**AUFGABENBESCHREIBUNG**
Wie hoch sind laut dem Quellenauszug nach Angaben bulgarischer Gewerkschaften die monatlichen Lebenshaltungskosten in Sofia?

**QUELLENAUSZUG**
□ □ □ □ □

Vorliegend kann diese Frage indes auf sich beruhen, weil der offensichtlich von Unterhaltsverpflichtungen freie Kläger einem Erwerb nachgehen kann.

Dabei kann man von den bereits genannten Einkommensverhältnissen in Bulgarien bei einem monatlichen Durchschnittseinkommen von rund 500 Euro ausgehen, wobei angesichts einer Erwerbstätigkeit von Schutzberechtigten vor allem in geringfügigen oder unqualifizierten Tätigkeiten in der Landwirtschaft und der Gastronomie eher ein Einkommen am unteren Rand der Skala zu erwarten ist (vgl. Auswärtiges Amt, Auskunft an OVG Lüneburg vom 18. Juli 2017, S. 6; OVG Berlin-Brandenburg, Urteil vom 18. Dezember 2019 - OVG 3 B 8.17 - juris Rn. 65; OVG Berlin-Brandenburg, Urteil vom 22. September 2020 - OVG 3 B 33.19 - juris). Nach Angaben bulgarischer Gewerkschaften betragen die monatlichen Lebenshaltungskosten - offenbar unter Einschluss von Unterkunftskosten - im Landesschnitt 305 Euro, in Sofia sogar 397 Euro (vgl. Auswärtiges Amt, Auskunft an VG Potsdam vom 16. Januar 2019, S. 3; OVG Berlin-Brandenburg, Urteil vom 18. Dezember 2019 - OVG 3 B 8.17 - juris Rn. 65). Auch wenn man den Einkommensmöglichkeiten die durchschnittlichen Kosten für die Miete einer Dreizimmerwohnung außerhalb des Zentrums von rund 350 Euro gegenüberstellt, auf die der VGH Mannheim verweist (Beschluss vom 22. Oktober 2019 - A 4 S 2476/19 - juris Rn. 16), wird deutlich, dass bei einem Alleinverdienereinkommen der Lebensunterhalt einer dreiköpfigen Familie selbst bei den günstigen Lebenshaltungskosten in Bulgarien von dem verbleibenden Betrag von rund 150 Euro nicht hinreichend zu decken und eine solche Familie somit nicht vor einer Situation extremer materieller Not zu bewahren sein wird. Selbst wenn man zugrunde legt, dass Rückkehrer zunächst in einer Aufnahmeeinrichtung unterkommen und die gesetzlich vorgesehene staatliche finanzielle Unterstützung für eine Unterkunft erhalten können, ergibt sich angesichts der zeitlichen Begrenzung dieser Möglichkeiten (vgl. Auswärtiges Amt, Auskunft an VG Potsdam vom 16. Januar 2019, S. 2) absehbar die Notwendigkeit zur eigenständigen Finanzierung einer Wohnung, die zudem gefunden werden muss.

□ □ □ □ □

**ANGABEN**
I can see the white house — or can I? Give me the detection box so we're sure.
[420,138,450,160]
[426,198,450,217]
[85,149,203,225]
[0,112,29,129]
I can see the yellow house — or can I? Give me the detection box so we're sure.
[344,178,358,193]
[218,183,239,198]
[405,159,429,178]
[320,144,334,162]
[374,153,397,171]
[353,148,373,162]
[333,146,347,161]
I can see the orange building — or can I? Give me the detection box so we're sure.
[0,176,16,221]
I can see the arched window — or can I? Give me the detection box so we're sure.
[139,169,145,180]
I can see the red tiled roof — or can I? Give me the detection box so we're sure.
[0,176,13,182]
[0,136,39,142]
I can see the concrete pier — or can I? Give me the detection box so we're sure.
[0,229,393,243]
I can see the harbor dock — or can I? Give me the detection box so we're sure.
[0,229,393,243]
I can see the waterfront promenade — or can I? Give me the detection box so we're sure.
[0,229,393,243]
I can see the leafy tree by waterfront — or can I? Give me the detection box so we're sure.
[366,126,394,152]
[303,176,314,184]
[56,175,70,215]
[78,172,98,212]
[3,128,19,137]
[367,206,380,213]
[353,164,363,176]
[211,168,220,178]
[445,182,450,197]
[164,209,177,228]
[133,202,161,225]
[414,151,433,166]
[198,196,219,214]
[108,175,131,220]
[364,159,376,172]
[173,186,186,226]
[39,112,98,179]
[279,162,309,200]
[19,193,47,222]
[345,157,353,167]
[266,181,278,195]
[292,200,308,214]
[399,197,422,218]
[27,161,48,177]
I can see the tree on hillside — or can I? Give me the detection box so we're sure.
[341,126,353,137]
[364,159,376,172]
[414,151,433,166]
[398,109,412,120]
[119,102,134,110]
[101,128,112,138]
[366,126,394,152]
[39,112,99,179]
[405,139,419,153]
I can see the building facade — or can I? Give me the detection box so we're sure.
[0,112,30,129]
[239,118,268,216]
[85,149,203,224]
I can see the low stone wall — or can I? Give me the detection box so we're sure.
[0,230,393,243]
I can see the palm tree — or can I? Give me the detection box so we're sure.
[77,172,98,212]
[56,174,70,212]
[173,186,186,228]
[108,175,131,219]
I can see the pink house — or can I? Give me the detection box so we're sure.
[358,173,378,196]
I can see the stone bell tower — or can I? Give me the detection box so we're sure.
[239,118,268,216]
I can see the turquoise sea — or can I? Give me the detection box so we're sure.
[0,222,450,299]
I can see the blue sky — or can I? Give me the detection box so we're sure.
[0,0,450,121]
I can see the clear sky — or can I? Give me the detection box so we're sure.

□ □ □ □ □

**ERGEBNIS**
Die monatlichen Lebenshaltungskosten in Sofia betragen 397 Euro.